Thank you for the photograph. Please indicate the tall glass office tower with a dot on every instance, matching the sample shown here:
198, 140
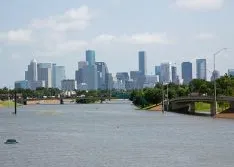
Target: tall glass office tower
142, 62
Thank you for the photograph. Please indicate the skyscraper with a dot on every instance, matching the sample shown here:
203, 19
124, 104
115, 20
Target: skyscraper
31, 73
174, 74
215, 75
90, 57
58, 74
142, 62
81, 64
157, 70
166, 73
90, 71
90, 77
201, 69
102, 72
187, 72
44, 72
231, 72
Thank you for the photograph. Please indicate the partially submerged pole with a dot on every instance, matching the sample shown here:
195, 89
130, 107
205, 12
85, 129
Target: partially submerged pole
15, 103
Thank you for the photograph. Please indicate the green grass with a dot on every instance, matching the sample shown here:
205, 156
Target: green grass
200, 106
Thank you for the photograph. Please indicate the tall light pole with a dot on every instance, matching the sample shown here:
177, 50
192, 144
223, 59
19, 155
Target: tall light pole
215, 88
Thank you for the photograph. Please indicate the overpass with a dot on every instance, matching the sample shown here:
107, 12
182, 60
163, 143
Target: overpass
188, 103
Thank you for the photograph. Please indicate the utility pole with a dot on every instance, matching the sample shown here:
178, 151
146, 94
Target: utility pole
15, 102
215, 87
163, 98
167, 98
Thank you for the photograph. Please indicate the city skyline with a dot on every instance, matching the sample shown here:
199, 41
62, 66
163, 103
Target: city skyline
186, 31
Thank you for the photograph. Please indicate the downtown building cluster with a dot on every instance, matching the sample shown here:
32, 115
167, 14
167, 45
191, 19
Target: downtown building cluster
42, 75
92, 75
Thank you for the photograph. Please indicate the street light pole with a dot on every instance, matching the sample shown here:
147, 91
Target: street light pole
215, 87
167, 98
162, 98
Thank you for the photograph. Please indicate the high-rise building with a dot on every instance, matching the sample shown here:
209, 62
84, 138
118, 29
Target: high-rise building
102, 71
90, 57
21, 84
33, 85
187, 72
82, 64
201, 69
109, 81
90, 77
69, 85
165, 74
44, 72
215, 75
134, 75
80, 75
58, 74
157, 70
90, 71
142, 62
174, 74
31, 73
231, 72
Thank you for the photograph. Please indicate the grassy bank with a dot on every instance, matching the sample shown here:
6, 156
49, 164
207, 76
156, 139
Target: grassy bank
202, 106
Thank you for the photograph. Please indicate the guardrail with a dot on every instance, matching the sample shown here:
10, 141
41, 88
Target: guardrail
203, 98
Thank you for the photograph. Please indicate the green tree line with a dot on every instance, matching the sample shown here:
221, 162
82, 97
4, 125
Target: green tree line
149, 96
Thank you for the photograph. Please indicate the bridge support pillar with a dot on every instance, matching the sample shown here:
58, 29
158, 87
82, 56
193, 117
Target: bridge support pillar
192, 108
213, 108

- - - -

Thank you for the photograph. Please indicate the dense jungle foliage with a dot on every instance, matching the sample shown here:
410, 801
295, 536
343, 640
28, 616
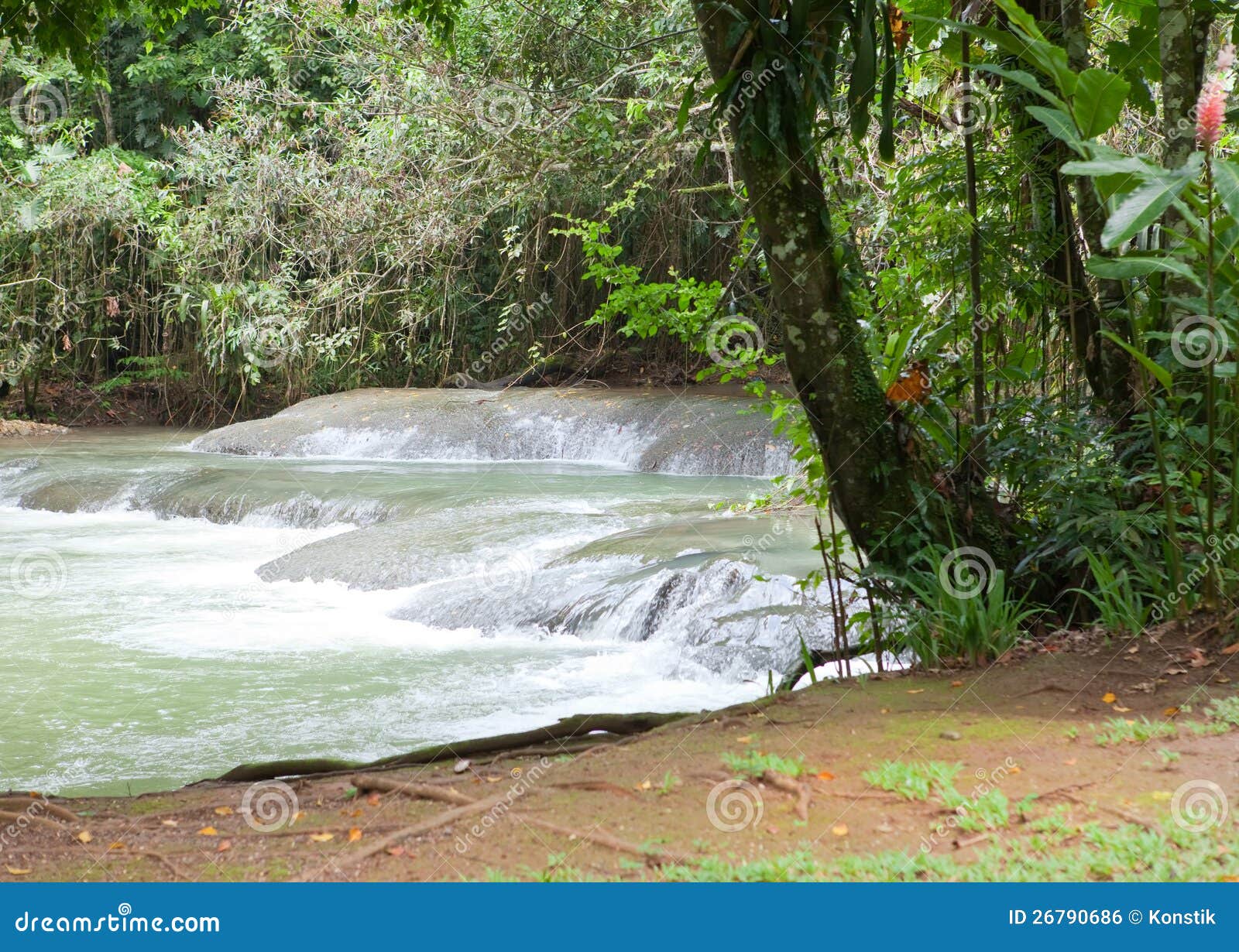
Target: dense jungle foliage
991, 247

- - - -

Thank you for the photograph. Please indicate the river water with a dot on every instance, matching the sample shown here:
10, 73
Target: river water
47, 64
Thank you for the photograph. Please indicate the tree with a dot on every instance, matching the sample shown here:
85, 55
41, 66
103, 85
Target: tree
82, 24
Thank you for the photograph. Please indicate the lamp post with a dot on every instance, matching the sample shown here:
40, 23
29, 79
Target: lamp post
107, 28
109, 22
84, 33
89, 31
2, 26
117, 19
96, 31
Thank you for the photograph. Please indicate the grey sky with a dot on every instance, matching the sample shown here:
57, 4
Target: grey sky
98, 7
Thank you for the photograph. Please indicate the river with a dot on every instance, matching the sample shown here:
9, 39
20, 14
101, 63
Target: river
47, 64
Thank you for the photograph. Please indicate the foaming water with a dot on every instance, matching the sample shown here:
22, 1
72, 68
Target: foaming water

- - - -

**Task requirements:** Edit the records from the line containing "Thank you for the photograph. Please indicate the river with" down to the line containing "Target: foaming water", changing "a dot" to "a marker" and leaving everything else as it is. Return only those lines.

**Response:**
Thank you for the photograph. Please indicate the river with a marker on every instance, matching the sample shown here:
9, 39
20, 14
101, 63
Target: river
47, 64
Thank you for the photograph. Please indicate the foaming water with a marker on every instance, matching the sample shown here:
22, 1
72, 68
Target: foaming water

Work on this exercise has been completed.